#### The problem:
Rewrite the entries below with each "green leaf" replaced by "yellow leaf" and everything else left the same. Leave the pictures out of your answer.

[Entries from a data source]

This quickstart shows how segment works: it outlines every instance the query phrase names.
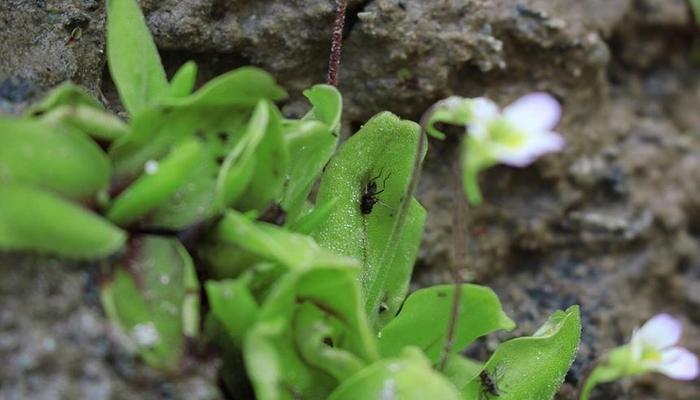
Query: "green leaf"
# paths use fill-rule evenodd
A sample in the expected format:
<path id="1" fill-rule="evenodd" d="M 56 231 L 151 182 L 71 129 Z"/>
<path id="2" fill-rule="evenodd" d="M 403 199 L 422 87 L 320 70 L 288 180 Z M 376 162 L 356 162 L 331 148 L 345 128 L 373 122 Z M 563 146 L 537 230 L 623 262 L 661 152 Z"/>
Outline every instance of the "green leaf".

#### The reply:
This quickstart shows how segment works: it outlines every instance the query phrase names.
Query: "yellow leaf"
# paths use fill-rule evenodd
A sample in the expected format:
<path id="1" fill-rule="evenodd" d="M 56 231 L 151 182 L 71 129 Z"/>
<path id="2" fill-rule="evenodd" d="M 403 199 L 422 87 L 320 70 L 288 180 Z M 376 162 L 356 162 L 331 148 L 345 128 L 373 122 Z M 563 146 L 537 230 L 623 262 L 661 152 Z"/>
Outline every instance of the "yellow leaf".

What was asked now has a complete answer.